- WORK TO DO: Retype every entry in its entirety, without alteration.

- ENTRIES SHOWN:
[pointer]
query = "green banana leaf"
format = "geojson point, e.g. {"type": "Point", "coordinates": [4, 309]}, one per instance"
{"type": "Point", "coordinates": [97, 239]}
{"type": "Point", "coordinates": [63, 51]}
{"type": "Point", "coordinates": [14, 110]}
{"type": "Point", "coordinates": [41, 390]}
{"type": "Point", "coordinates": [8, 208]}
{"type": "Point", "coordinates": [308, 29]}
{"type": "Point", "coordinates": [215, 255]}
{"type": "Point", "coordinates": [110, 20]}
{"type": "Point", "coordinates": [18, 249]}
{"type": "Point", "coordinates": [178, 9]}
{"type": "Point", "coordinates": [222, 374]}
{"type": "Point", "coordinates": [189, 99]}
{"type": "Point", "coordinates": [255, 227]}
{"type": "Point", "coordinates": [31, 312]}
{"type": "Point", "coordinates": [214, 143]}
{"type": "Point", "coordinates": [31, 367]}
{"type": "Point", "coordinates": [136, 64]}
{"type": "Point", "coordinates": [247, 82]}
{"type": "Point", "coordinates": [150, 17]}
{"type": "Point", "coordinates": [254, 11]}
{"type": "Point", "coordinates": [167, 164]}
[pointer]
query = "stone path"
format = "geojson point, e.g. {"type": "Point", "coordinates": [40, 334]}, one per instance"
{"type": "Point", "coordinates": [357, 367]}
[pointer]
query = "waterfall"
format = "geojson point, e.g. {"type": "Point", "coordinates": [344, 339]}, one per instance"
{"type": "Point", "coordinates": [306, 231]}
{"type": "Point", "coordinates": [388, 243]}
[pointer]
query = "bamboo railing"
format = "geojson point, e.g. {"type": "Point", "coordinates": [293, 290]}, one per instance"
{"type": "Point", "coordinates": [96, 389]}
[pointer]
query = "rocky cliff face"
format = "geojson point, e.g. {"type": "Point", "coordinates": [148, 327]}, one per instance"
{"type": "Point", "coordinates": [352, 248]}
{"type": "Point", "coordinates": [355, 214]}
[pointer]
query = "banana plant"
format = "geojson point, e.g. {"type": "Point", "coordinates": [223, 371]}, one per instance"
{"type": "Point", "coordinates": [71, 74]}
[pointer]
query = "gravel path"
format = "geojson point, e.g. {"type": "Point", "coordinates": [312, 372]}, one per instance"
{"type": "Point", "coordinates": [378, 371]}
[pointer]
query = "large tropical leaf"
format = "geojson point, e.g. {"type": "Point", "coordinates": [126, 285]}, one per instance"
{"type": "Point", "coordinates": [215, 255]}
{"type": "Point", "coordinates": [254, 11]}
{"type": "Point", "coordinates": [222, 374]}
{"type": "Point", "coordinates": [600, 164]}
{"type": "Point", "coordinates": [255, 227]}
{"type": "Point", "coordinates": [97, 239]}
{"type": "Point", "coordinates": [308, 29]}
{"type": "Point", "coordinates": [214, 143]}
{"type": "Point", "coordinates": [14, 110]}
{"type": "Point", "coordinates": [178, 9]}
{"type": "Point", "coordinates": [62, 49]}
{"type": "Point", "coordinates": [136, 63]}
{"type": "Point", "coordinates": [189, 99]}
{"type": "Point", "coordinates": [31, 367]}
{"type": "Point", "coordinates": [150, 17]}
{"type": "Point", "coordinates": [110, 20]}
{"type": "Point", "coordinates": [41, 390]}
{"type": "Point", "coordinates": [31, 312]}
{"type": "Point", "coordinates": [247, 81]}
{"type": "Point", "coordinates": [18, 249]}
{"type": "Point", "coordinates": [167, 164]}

- EXERCISE OUTPUT:
[pointer]
query = "green banana leaf"
format = "geojson point, e.g. {"type": "Point", "coordinates": [4, 309]}, one per instance"
{"type": "Point", "coordinates": [97, 239]}
{"type": "Point", "coordinates": [63, 51]}
{"type": "Point", "coordinates": [14, 110]}
{"type": "Point", "coordinates": [41, 390]}
{"type": "Point", "coordinates": [8, 208]}
{"type": "Point", "coordinates": [308, 29]}
{"type": "Point", "coordinates": [215, 255]}
{"type": "Point", "coordinates": [110, 20]}
{"type": "Point", "coordinates": [18, 249]}
{"type": "Point", "coordinates": [178, 9]}
{"type": "Point", "coordinates": [222, 374]}
{"type": "Point", "coordinates": [189, 99]}
{"type": "Point", "coordinates": [255, 227]}
{"type": "Point", "coordinates": [31, 312]}
{"type": "Point", "coordinates": [214, 143]}
{"type": "Point", "coordinates": [31, 367]}
{"type": "Point", "coordinates": [136, 64]}
{"type": "Point", "coordinates": [247, 82]}
{"type": "Point", "coordinates": [150, 17]}
{"type": "Point", "coordinates": [254, 11]}
{"type": "Point", "coordinates": [167, 164]}
[pointer]
query = "stone path"
format = "geojson point, e.g. {"type": "Point", "coordinates": [40, 334]}, one per instance"
{"type": "Point", "coordinates": [357, 367]}
[pointer]
query = "waterfall"
format = "geojson point, e.g. {"type": "Point", "coordinates": [344, 339]}, one per instance"
{"type": "Point", "coordinates": [306, 231]}
{"type": "Point", "coordinates": [388, 243]}
[pointer]
query = "bamboo railing"
format = "geojson point, e.g. {"type": "Point", "coordinates": [293, 290]}, one per instance"
{"type": "Point", "coordinates": [96, 389]}
[pointer]
query = "rocky cliff face"
format = "geojson point, e.g. {"type": "Point", "coordinates": [148, 327]}, one per instance"
{"type": "Point", "coordinates": [352, 248]}
{"type": "Point", "coordinates": [355, 214]}
[pointer]
query = "banana plant"
format = "geojson point, e.g. {"type": "Point", "coordinates": [223, 371]}, one per instance"
{"type": "Point", "coordinates": [71, 74]}
[pointer]
query = "gravel path"
format = "geojson point, e.g. {"type": "Point", "coordinates": [312, 372]}, one per instance"
{"type": "Point", "coordinates": [378, 371]}
[pointer]
query = "large tropical leaf"
format = "geojson point, e.g. {"type": "Point", "coordinates": [126, 285]}, one per instance"
{"type": "Point", "coordinates": [215, 255]}
{"type": "Point", "coordinates": [254, 11]}
{"type": "Point", "coordinates": [222, 374]}
{"type": "Point", "coordinates": [600, 164]}
{"type": "Point", "coordinates": [255, 227]}
{"type": "Point", "coordinates": [97, 239]}
{"type": "Point", "coordinates": [308, 29]}
{"type": "Point", "coordinates": [214, 143]}
{"type": "Point", "coordinates": [14, 110]}
{"type": "Point", "coordinates": [178, 9]}
{"type": "Point", "coordinates": [62, 49]}
{"type": "Point", "coordinates": [136, 63]}
{"type": "Point", "coordinates": [189, 99]}
{"type": "Point", "coordinates": [31, 367]}
{"type": "Point", "coordinates": [150, 17]}
{"type": "Point", "coordinates": [110, 20]}
{"type": "Point", "coordinates": [41, 390]}
{"type": "Point", "coordinates": [31, 312]}
{"type": "Point", "coordinates": [247, 81]}
{"type": "Point", "coordinates": [18, 249]}
{"type": "Point", "coordinates": [167, 164]}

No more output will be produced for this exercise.